→ **WHAT IS ASKED**
Can you format the data from the line containing "Give the mask of every instance of the thin" through the line containing "393), (420, 395)]" as a Markdown table with the columns Row and Line, giving each line its row number and omitting blank lines?

→ **ROWS**

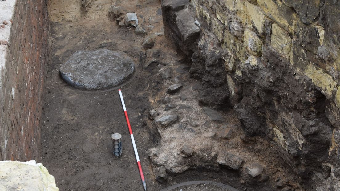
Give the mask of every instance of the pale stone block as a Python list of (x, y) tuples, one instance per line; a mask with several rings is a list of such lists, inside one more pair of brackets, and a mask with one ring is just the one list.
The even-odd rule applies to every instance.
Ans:
[[(305, 70), (305, 74), (312, 79), (316, 86), (321, 89), (321, 92), (327, 98), (332, 97), (332, 92), (337, 86), (336, 82), (332, 76), (324, 72), (321, 69), (311, 65), (307, 66)], [(338, 91), (338, 89), (337, 92)]]
[(244, 30), (243, 42), (244, 47), (250, 53), (257, 56), (261, 56), (262, 42), (256, 33), (246, 29)]
[(0, 190), (59, 190), (54, 177), (34, 160), (0, 161)]

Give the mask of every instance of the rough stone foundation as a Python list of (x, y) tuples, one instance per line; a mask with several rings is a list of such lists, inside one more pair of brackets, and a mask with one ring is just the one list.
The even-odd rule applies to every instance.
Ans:
[(234, 107), (303, 184), (338, 190), (340, 3), (305, 1), (163, 0), (164, 31), (191, 58), (202, 104)]
[(0, 28), (0, 160), (29, 160), (39, 156), (47, 50), (46, 3), (44, 0), (0, 1), (0, 25), (4, 27)]

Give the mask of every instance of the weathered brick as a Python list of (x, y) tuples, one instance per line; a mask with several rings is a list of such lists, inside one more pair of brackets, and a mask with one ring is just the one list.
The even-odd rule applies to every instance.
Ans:
[(45, 1), (18, 1), (0, 73), (0, 160), (22, 161), (39, 156), (48, 23)]

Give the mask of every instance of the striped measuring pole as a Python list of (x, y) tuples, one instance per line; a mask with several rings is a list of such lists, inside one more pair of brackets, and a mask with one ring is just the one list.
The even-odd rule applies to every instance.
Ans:
[(137, 147), (136, 146), (136, 143), (135, 142), (135, 139), (133, 138), (133, 135), (132, 134), (132, 130), (131, 129), (131, 125), (130, 125), (130, 121), (129, 120), (128, 112), (126, 111), (126, 108), (125, 107), (125, 103), (124, 103), (124, 99), (123, 98), (122, 90), (119, 89), (118, 91), (119, 92), (119, 96), (120, 96), (120, 101), (122, 101), (123, 109), (124, 110), (124, 114), (125, 115), (125, 119), (126, 120), (126, 123), (128, 123), (128, 127), (129, 127), (129, 131), (130, 132), (130, 136), (131, 137), (131, 141), (132, 142), (132, 146), (133, 146), (133, 150), (135, 151), (135, 155), (136, 156), (136, 159), (137, 161), (138, 169), (139, 170), (139, 174), (140, 175), (140, 178), (142, 179), (142, 183), (143, 183), (143, 187), (144, 187), (144, 190), (146, 191), (147, 184), (145, 183), (144, 176), (143, 174), (143, 170), (142, 170), (142, 166), (140, 165), (140, 161), (139, 161), (139, 157), (138, 156)]

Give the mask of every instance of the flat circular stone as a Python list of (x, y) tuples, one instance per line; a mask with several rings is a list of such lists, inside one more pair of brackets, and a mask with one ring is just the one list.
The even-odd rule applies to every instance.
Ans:
[(124, 52), (106, 49), (80, 50), (61, 65), (60, 73), (72, 86), (94, 90), (121, 84), (134, 70), (133, 61)]

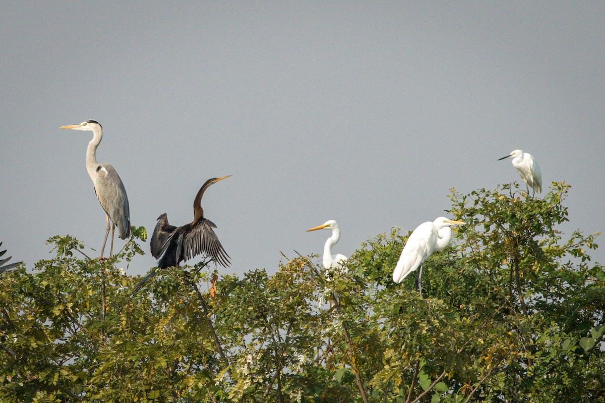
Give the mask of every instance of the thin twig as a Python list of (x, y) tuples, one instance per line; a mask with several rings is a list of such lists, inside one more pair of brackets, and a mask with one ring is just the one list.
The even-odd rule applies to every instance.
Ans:
[(477, 386), (475, 387), (475, 388), (474, 388), (473, 390), (471, 391), (471, 394), (468, 395), (468, 398), (466, 398), (466, 400), (464, 401), (464, 403), (468, 403), (468, 402), (471, 400), (471, 398), (473, 397), (473, 395), (479, 388), (479, 385), (481, 385), (481, 384), (483, 383), (483, 381), (485, 379), (487, 379), (488, 376), (489, 376), (489, 374), (491, 374), (492, 373), (492, 371), (493, 371), (493, 370), (494, 370), (494, 369), (492, 368), (491, 370), (489, 370), (489, 371), (488, 371), (488, 373), (485, 375), (485, 376), (483, 376), (483, 379), (482, 379), (480, 381), (479, 381), (479, 383), (477, 384)]
[(419, 395), (418, 397), (417, 397), (414, 400), (413, 400), (411, 402), (411, 403), (416, 403), (416, 402), (417, 402), (418, 401), (419, 401), (420, 399), (420, 398), (423, 396), (424, 396), (425, 395), (426, 395), (428, 392), (431, 392), (431, 390), (433, 389), (433, 388), (434, 387), (435, 385), (436, 385), (437, 383), (439, 381), (441, 380), (441, 378), (442, 378), (443, 376), (445, 376), (445, 374), (446, 374), (446, 372), (447, 372), (447, 370), (443, 370), (443, 372), (441, 373), (441, 375), (439, 375), (437, 377), (437, 378), (436, 379), (435, 379), (435, 381), (432, 384), (431, 384), (430, 386), (429, 386), (428, 388), (427, 388), (427, 389), (426, 390), (425, 390), (424, 392), (422, 392), (422, 393), (420, 393), (420, 395)]
[[(227, 357), (225, 356), (224, 352), (223, 350), (223, 347), (221, 346), (220, 340), (218, 339), (218, 335), (217, 334), (217, 332), (214, 329), (214, 325), (212, 324), (212, 321), (210, 318), (210, 311), (208, 309), (208, 306), (206, 304), (206, 300), (204, 299), (204, 296), (201, 295), (201, 292), (200, 292), (200, 289), (198, 288), (197, 284), (195, 281), (190, 280), (189, 283), (193, 286), (194, 289), (195, 290), (195, 292), (197, 293), (197, 298), (200, 300), (200, 303), (201, 304), (201, 309), (204, 312), (204, 318), (206, 318), (206, 324), (208, 325), (208, 327), (210, 329), (211, 334), (212, 335), (212, 338), (214, 339), (214, 344), (216, 344), (217, 349), (218, 350), (218, 355), (221, 356), (221, 359), (223, 360), (223, 363), (229, 366), (229, 360), (227, 359)], [(227, 370), (227, 373), (229, 374), (229, 376), (231, 378), (231, 373), (229, 370)]]
[(410, 384), (410, 390), (408, 392), (408, 397), (405, 399), (405, 403), (410, 403), (410, 399), (412, 398), (412, 392), (414, 391), (414, 387), (416, 385), (416, 381), (418, 376), (418, 367), (420, 365), (420, 359), (416, 360), (416, 364), (414, 368), (414, 375), (412, 376), (412, 382)]

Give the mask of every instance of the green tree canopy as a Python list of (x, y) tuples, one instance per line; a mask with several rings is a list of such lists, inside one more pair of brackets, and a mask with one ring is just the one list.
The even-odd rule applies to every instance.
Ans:
[(140, 277), (120, 267), (143, 253), (144, 228), (107, 261), (54, 237), (55, 258), (0, 277), (0, 397), (605, 401), (605, 272), (588, 254), (595, 235), (560, 232), (569, 190), (452, 191), (448, 213), (467, 225), (425, 262), (424, 299), (413, 279), (393, 283), (410, 234), (398, 229), (363, 243), (345, 272), (293, 252), (272, 275), (202, 262), (135, 293)]

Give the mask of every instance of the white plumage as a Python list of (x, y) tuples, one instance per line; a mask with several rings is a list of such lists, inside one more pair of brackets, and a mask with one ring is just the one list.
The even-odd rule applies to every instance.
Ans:
[(528, 194), (529, 194), (529, 188), (534, 190), (534, 194), (536, 192), (542, 192), (542, 173), (533, 156), (520, 149), (515, 149), (508, 156), (499, 158), (498, 160), (505, 158), (512, 159), (512, 166), (517, 168), (521, 179), (525, 182)]
[(434, 252), (443, 250), (450, 243), (452, 236), (450, 226), (462, 224), (464, 223), (440, 217), (433, 222), (428, 221), (419, 225), (405, 243), (393, 272), (393, 281), (401, 283), (408, 274), (418, 270), (416, 287), (422, 297), (422, 263)]

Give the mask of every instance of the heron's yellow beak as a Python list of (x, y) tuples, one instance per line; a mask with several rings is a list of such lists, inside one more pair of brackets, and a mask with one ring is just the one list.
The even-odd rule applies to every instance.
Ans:
[(227, 178), (231, 178), (232, 176), (233, 176), (233, 175), (227, 175), (227, 176), (223, 176), (222, 178), (218, 178), (215, 181), (214, 181), (214, 183), (216, 183), (219, 180), (223, 180), (223, 179), (226, 179)]
[(318, 229), (323, 229), (325, 227), (328, 226), (328, 225), (329, 225), (328, 224), (322, 224), (321, 225), (318, 225), (316, 227), (313, 227), (313, 228), (311, 228), (310, 229), (307, 229), (305, 232), (309, 232), (309, 231), (316, 231), (316, 230), (318, 230)]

→ **TASK ANSWER**
| Row | Line |
|---|---|
| 1 | Give the mask of every instance of the thin twig as a Python list of (x, y) tuples, one instance per line; a mask with several rings is a list of such lists, inside one more pair of brackets, and a mask with one ring is just the one list. |
| 2 | The even-odd rule applies to every instance. |
| 3 | Ans: |
| 4 | [(477, 386), (475, 387), (475, 388), (474, 388), (473, 390), (471, 391), (471, 394), (468, 395), (468, 398), (466, 398), (466, 400), (464, 401), (464, 403), (468, 403), (468, 402), (471, 400), (471, 398), (473, 397), (473, 395), (479, 388), (479, 385), (481, 385), (481, 384), (483, 383), (483, 381), (485, 379), (487, 379), (488, 376), (489, 376), (489, 374), (491, 374), (492, 373), (492, 371), (493, 371), (493, 370), (494, 370), (494, 369), (492, 368), (491, 370), (489, 370), (489, 371), (488, 371), (488, 373), (485, 375), (485, 376), (483, 376), (483, 379), (482, 379), (480, 381), (479, 381), (479, 383), (477, 384)] |
| 5 | [(419, 395), (418, 397), (417, 397), (414, 400), (413, 400), (411, 402), (411, 403), (416, 403), (416, 402), (417, 402), (418, 401), (419, 401), (420, 399), (420, 398), (423, 396), (424, 396), (425, 395), (426, 395), (428, 392), (431, 392), (431, 390), (433, 389), (433, 388), (434, 387), (435, 385), (436, 385), (437, 383), (439, 381), (441, 380), (441, 378), (442, 378), (443, 376), (445, 376), (445, 374), (446, 374), (446, 372), (447, 372), (447, 370), (443, 370), (443, 372), (441, 373), (441, 375), (439, 375), (437, 377), (437, 378), (436, 379), (435, 379), (435, 381), (432, 384), (431, 384), (430, 386), (429, 386), (428, 388), (427, 388), (427, 389), (426, 390), (425, 390), (424, 392), (422, 392), (422, 393), (420, 393), (420, 395)] |